[Work to complete]
Copy the following rows word for word, leaving out the pictures.

[Listed entries]
+++
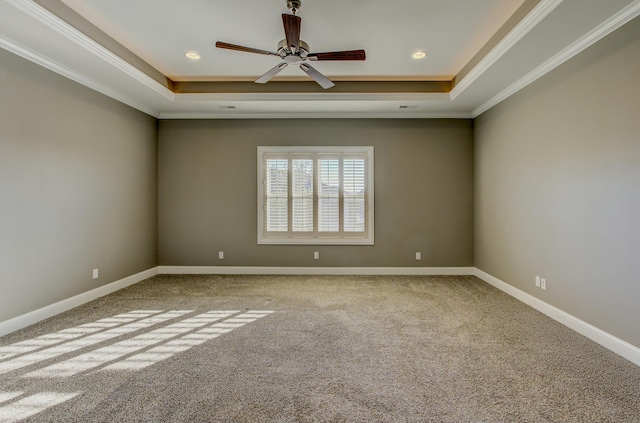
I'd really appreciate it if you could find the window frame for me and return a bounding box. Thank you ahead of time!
[257,146,374,245]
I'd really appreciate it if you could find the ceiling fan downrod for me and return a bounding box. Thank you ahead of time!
[287,0,302,15]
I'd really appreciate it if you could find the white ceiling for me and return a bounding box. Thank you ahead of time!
[0,0,640,118]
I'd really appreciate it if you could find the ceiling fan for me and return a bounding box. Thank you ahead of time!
[216,0,366,89]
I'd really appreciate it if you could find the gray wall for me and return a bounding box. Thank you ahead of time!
[159,119,473,267]
[475,19,640,346]
[0,50,157,321]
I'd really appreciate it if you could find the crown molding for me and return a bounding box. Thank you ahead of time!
[5,0,175,102]
[449,0,563,100]
[0,37,158,118]
[471,0,640,119]
[157,109,472,120]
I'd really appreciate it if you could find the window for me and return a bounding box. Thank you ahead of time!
[258,147,373,244]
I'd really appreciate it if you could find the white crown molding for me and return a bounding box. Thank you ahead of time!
[449,0,563,100]
[157,112,472,120]
[158,266,475,275]
[5,0,175,100]
[471,0,640,119]
[0,267,158,336]
[474,268,640,366]
[0,37,158,118]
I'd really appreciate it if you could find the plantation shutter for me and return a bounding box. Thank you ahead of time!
[258,147,373,244]
[265,159,289,232]
[291,158,313,232]
[318,159,340,232]
[342,158,366,232]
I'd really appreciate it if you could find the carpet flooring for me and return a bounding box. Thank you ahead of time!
[0,275,640,423]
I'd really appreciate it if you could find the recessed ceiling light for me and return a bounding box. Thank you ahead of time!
[411,51,427,59]
[184,51,200,60]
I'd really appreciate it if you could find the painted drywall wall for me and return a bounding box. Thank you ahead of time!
[0,50,157,321]
[475,19,640,346]
[159,119,473,267]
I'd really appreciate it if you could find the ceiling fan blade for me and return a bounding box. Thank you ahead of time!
[300,63,335,90]
[282,14,302,53]
[307,50,367,60]
[255,62,288,84]
[216,41,278,56]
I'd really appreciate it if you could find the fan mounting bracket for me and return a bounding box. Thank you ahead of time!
[287,0,302,15]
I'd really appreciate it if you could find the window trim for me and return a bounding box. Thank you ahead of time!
[257,146,374,245]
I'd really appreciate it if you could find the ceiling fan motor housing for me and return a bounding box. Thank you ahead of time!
[277,40,309,59]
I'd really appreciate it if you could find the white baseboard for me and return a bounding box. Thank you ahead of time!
[0,267,158,336]
[474,268,640,366]
[158,266,475,275]
[0,266,640,366]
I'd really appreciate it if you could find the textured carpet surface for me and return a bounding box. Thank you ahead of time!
[0,275,640,423]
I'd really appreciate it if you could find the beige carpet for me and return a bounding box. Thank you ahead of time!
[0,275,640,423]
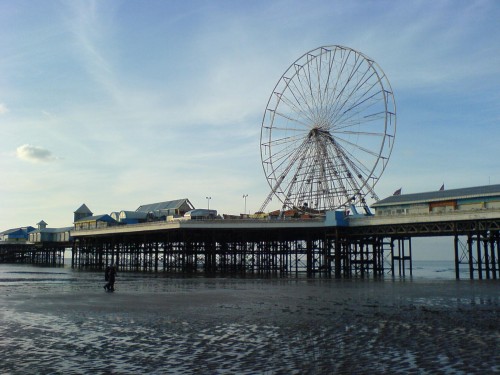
+++
[Correct result]
I'd really appreciate it if you could find the window frame for me and return a bounding box. Thank you ahead of time!
[257,146,374,245]
I'd really appreciate it if you could find the ceiling fan downrod for me and return a bounding box. Thank you ahead of time!
[287,0,302,15]
I'd really appreciate it if you could find the white ceiling for me and return a bounding box. Thank you ahead of time!
[0,0,640,118]
I'd really appreciate it if you could find the ceiling fan for me and return a bounding box. Thank you ahead of time!
[216,0,366,89]
I'd really appreciate it if you could find the gray wall for me and return a bounding box. Thank you ahead of time!
[159,119,473,267]
[475,19,640,346]
[0,50,157,321]
I'd really appreciate it if you could find the crown molding for me and return a bounding box. Thank you ahead of time!
[5,0,175,102]
[449,0,563,100]
[0,37,158,118]
[471,0,640,119]
[157,109,472,120]
I'd really appreciate it if you could find the window for me and return a bounding box. Thank you ahead of time!
[258,147,373,244]
I'd really appreciate it if you could find the white crown molding for me and return a bounding box. Thank you ahead of time!
[449,0,563,100]
[157,112,472,120]
[158,266,475,275]
[5,0,175,100]
[471,0,640,119]
[0,267,158,336]
[474,268,640,366]
[0,37,158,118]
I'd really appreciate it if you could find the plantation shutter for me and return a bounding box. Thank you ahead of time!
[258,147,373,244]
[265,159,289,232]
[291,158,313,232]
[318,159,340,232]
[342,158,366,232]
I'd really appreciate it if you could find the carpet flooring for me and return a bounding box. Thank you ahead of time!
[0,275,640,423]
I'd really appreciate it if you could find the recessed ceiling light for me and return a bounding box. Thank you ahead of time!
[411,51,427,59]
[184,51,200,60]
I'd really appreciate it if you could find the painted drywall wall for me and return a bounding box. Thank you ahead of time!
[0,50,157,321]
[475,19,640,346]
[159,119,473,267]
I'd really appreciate it if you could find the ceiling fan blade for me and return a bounding box. Thank you ahead of time!
[300,63,335,90]
[282,14,302,53]
[307,50,367,60]
[255,62,288,84]
[216,41,278,56]
I'd really appreciate it if you could find the fan mounting bracket for me and return a bounding box. Thank you ahead of time!
[287,0,302,15]
I'd really appreciate it if you could find the window trim for me and return a bounding box. Thank you ahead of time!
[257,146,374,245]
I'd really appreciate it if you could find the ceiling fan motor housing for me and return a bounding box. Thank you ahead of time!
[277,40,309,59]
I'd really appreciate it if you could find the white baseboard for me and return a bounding box. Thank you ahead of time!
[0,267,158,336]
[474,268,640,366]
[158,266,475,275]
[0,266,640,366]
I'd really appreciate it if you could find the textured carpet surface for me and return a bounding box. Thank you ahead of time!
[0,275,640,423]
I'd really appreciate it if you could find the beige carpet for me and return a bounding box. Thank you ahead of time!
[0,275,640,423]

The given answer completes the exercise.